(Excerpts from a point labeling dataset)
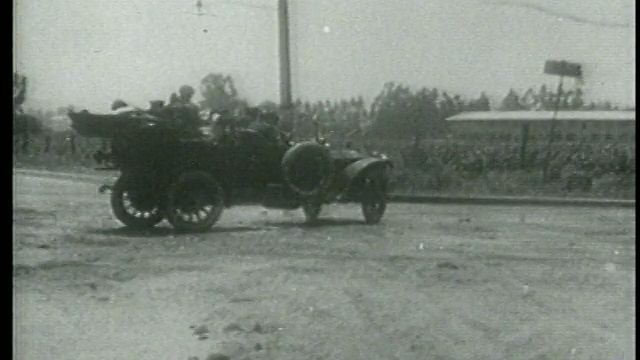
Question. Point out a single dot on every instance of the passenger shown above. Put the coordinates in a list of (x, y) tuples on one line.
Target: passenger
[(187, 111)]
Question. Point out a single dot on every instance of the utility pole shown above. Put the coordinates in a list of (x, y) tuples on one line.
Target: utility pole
[(285, 55)]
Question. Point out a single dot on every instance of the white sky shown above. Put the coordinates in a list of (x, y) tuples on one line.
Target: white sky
[(88, 53)]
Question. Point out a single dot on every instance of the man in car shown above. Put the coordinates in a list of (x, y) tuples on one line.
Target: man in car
[(186, 111)]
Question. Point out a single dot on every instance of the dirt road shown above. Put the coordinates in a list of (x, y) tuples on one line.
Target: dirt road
[(430, 282)]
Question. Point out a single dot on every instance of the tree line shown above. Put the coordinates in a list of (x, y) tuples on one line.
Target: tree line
[(397, 112)]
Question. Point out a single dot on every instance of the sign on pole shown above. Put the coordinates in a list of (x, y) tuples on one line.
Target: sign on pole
[(563, 68)]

▸ **To do**:
Rewrite everything from the line containing "of the dirt" down to the line containing "[(397, 112)]", swapping "dirt road" for "gravel road" and keeping every other part of those lines unchanged.

▸ **Solved problem**:
Question. Point out a single dot on every instance of the gravel road shown above. Put the coordinates in a list of (x, y) tuples on one line.
Target: gravel road
[(430, 282)]
Question. Point out a single dot on every instance of the tree line shown above. Put the coordinates in a list of (x, y) tuples on one line.
Target: tree line
[(397, 112)]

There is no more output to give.